Passage provided:
# # # # #
# Can anyone tell me about Valiant Power Racing Monster Trucks?



## bschaller (Dec 28, 2005)

I bought a Valiant Power Racing Monster 4WD R/C Truck. I was told it would interchange with Traxxas TMaxx Trucks but I hate to spend a lot of money on parts and be the wrong ones. I have searched all over the web and can only find the trucks to buy no specific parts. Any help would be great. Thanks


----------



## rcsalvage (Jan 22, 2004)

could you post a picture of the truck? where did you buy it? gladly try to help if possible but need more info first.


----------



## bschaller (Dec 28, 2005)

I bought it from JPRTrading.com. It is the Chevy SSR 4WD 1/8th Scale Nitro Monster Truck with 15cxp engine.
2speed forward transmission. Chassis type 2.0mm 6061 T-6 aluminum. The Box say Power Valiant Racing. NO. 0913

Thank you for any info.


----------



## bschaller (Dec 28, 2005)

I am new to this forum. I added a new reply then I saw the reply button on your message so my reply might be as a new thread. Sorry.
# # # # #
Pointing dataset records
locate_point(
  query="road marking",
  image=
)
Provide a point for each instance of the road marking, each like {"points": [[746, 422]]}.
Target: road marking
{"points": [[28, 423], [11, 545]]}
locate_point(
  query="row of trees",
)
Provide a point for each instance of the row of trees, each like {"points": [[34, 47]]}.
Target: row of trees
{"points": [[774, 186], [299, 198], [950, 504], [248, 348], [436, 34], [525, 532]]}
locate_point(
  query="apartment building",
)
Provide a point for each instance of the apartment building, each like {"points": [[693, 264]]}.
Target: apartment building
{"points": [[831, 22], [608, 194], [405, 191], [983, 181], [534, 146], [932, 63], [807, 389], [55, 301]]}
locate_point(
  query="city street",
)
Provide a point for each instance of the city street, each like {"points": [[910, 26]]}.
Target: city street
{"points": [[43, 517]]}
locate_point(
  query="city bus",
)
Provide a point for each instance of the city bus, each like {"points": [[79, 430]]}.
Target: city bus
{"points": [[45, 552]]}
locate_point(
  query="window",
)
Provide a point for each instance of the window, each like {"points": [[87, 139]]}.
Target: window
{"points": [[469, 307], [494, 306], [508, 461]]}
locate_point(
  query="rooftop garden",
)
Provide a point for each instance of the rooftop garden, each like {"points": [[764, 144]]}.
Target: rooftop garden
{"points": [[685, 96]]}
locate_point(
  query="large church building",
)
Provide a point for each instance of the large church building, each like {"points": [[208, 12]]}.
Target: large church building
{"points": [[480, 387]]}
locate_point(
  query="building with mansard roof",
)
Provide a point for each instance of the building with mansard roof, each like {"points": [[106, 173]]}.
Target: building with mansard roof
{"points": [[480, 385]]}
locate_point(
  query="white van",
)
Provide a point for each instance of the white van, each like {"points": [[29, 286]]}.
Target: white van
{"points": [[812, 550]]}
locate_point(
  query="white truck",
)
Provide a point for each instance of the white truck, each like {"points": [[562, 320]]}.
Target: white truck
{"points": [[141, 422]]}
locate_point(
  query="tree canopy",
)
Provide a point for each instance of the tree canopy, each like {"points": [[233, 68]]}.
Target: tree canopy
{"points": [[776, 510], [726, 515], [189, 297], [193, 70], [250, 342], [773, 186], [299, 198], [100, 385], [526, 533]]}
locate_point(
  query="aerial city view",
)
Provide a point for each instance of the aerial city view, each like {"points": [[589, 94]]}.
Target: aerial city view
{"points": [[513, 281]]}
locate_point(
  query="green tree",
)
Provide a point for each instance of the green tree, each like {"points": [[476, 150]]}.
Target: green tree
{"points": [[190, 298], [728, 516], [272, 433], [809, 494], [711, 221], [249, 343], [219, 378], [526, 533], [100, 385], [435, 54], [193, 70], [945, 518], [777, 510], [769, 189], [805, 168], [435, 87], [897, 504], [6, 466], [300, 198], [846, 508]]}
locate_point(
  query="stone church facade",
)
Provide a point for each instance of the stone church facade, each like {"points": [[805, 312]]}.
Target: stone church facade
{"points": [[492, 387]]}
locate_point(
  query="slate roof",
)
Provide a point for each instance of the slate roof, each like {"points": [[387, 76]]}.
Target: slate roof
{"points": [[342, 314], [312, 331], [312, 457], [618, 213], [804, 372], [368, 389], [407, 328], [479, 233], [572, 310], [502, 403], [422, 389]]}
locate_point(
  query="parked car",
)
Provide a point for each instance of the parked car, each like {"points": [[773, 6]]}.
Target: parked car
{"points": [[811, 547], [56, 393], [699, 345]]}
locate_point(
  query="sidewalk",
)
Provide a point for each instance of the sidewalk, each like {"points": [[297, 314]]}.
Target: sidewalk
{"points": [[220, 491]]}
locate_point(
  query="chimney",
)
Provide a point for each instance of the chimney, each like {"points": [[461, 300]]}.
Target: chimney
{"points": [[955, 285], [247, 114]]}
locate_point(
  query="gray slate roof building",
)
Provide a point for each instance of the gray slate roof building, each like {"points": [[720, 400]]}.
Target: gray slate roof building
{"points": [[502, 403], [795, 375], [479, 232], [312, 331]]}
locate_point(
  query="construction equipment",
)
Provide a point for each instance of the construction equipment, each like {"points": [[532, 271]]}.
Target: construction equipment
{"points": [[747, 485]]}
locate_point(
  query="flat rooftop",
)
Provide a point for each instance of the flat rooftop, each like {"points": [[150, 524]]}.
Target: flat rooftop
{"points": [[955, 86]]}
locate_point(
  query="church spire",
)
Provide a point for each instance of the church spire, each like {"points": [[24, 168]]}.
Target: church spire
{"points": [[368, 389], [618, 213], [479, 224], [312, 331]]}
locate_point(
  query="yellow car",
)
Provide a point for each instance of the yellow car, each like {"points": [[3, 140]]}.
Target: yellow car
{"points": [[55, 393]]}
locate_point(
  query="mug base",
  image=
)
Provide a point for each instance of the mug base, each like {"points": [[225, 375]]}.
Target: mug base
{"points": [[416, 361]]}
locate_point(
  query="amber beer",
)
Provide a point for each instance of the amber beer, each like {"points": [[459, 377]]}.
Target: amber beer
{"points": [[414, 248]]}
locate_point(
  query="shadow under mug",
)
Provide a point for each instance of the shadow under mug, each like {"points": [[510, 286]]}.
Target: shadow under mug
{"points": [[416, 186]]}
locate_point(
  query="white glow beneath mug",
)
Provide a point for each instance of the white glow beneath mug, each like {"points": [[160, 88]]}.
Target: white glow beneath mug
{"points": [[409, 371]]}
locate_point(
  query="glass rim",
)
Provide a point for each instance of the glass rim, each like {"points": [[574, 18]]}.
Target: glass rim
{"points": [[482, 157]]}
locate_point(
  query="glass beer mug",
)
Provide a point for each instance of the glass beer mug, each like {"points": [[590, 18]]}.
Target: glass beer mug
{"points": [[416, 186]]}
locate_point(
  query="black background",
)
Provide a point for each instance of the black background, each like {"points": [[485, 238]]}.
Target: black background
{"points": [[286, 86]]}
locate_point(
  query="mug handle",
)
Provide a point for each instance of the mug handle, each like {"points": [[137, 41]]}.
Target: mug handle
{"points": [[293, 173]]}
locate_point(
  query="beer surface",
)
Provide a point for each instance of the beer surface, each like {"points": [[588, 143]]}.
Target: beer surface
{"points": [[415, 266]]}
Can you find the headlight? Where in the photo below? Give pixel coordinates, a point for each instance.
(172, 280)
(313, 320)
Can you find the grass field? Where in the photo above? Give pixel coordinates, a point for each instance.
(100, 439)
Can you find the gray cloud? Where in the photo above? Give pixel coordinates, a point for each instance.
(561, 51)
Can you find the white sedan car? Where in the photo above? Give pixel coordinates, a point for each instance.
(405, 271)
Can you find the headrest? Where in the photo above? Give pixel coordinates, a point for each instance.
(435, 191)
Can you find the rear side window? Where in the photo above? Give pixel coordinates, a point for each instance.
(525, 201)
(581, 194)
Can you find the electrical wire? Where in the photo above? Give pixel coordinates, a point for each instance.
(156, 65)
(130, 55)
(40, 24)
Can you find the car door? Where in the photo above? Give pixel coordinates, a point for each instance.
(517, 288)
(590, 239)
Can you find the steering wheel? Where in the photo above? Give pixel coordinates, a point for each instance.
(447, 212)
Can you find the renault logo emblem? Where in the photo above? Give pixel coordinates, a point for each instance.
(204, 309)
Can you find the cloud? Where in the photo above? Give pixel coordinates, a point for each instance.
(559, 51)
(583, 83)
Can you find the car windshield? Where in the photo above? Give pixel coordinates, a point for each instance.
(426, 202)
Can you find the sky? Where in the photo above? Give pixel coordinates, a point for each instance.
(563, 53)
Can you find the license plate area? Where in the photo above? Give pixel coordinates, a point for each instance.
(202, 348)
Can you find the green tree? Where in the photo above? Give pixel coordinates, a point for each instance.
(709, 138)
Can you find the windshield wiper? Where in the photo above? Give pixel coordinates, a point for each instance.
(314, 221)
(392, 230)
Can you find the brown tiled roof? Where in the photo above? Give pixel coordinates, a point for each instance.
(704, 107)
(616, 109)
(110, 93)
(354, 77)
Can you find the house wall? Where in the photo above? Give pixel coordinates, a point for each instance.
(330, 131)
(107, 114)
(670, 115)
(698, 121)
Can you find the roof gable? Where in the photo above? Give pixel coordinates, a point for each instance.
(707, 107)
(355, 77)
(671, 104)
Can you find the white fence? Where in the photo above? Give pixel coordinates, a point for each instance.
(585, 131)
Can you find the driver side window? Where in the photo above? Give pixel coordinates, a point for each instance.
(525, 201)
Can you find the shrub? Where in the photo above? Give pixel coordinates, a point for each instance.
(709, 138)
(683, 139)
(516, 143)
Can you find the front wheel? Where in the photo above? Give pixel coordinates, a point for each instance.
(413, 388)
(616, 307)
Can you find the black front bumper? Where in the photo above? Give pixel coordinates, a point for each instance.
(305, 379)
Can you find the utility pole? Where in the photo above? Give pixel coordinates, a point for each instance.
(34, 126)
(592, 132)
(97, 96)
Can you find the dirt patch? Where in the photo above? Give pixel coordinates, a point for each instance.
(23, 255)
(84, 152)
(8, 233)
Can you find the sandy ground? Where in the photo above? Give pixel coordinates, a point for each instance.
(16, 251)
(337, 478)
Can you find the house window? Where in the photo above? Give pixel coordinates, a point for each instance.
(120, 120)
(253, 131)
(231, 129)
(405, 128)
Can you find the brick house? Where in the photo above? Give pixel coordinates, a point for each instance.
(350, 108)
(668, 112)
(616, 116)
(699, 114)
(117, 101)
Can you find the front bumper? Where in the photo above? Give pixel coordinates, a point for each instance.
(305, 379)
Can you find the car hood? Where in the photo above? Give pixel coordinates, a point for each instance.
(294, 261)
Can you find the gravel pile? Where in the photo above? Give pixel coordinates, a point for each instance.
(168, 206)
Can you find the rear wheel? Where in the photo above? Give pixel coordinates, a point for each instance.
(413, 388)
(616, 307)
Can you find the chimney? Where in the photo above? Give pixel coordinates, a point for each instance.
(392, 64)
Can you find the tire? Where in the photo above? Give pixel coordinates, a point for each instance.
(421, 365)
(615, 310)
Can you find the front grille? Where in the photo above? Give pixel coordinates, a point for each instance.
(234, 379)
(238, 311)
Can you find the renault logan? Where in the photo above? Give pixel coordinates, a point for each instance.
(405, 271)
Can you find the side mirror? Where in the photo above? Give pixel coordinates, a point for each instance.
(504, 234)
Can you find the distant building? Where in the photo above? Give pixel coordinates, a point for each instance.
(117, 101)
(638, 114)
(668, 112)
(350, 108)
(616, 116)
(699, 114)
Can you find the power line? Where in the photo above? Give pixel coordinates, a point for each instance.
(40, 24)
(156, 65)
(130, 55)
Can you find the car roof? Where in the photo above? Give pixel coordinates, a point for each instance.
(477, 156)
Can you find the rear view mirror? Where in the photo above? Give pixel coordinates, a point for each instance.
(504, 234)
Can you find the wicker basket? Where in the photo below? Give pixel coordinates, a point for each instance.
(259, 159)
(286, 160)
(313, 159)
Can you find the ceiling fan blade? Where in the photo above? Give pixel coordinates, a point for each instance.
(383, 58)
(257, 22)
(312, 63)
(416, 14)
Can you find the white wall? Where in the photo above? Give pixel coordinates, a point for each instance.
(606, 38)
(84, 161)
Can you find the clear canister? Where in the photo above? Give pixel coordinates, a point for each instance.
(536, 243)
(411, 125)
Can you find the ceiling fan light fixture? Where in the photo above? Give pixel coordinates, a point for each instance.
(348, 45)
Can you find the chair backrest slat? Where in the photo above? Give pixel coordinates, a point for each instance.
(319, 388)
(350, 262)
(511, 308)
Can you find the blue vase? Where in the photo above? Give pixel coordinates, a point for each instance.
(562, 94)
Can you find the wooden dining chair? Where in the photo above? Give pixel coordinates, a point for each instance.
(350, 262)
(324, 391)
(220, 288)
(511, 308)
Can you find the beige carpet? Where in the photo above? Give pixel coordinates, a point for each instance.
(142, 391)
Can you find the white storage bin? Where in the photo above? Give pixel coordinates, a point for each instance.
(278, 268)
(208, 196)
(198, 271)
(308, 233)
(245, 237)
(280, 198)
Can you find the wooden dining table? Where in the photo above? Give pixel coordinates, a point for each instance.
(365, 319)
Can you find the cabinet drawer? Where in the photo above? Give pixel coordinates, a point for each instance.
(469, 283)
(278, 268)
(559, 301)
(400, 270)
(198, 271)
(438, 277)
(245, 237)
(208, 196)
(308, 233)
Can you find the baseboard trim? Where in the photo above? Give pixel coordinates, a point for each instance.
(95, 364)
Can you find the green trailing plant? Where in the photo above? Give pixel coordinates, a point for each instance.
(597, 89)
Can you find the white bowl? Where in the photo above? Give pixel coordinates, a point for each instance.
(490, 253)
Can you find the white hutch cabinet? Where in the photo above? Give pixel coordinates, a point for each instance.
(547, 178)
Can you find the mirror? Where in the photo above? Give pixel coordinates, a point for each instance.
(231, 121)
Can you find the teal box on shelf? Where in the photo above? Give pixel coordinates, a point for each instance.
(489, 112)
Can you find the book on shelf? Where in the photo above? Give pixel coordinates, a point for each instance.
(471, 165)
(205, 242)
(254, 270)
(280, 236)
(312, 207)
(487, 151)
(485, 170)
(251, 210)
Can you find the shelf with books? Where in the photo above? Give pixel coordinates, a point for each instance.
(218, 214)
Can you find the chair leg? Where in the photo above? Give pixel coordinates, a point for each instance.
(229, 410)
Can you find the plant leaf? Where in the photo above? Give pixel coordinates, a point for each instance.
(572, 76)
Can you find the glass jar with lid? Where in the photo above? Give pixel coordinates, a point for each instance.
# # # # #
Directions:
a. List the header of every post in the monster truck thread, in order, with the username and date as shown.
b. Render this sentence from the monster truck thread in Spanish: "I was told it would interchange with Traxxas TMaxx Trucks but I hate to spend a lot of money on parts and be the wrong ones."
c. From the monster truck thread, print the part that opens with the words containing "2speed forward transmission." and closes with "new thread. Sorry.".

Results of the exercise:
a.
bschaller (Dec 28, 2005)
rcsalvage (Jan 22, 2004)
bschaller (Dec 28, 2005)
bschaller (Dec 28, 2005)

b. Me dijeron que sería intercambiable con los camiones Traxxas TMaxx, pero odiaría gastar mucho dinero en piezas y que resultaran ser las equivocadas.

c.
2speed forward transmission. Chassis type 2.0mm 6061 T-6 aluminum. The Box say Power Valiant Racing. NO. 0913

Thank you for any info.


----------



## bschaller (Dec 28, 2005)

I am new to this forum. I added a new reply then I saw the reply button on your message so my reply might be as a new thread. Sorry.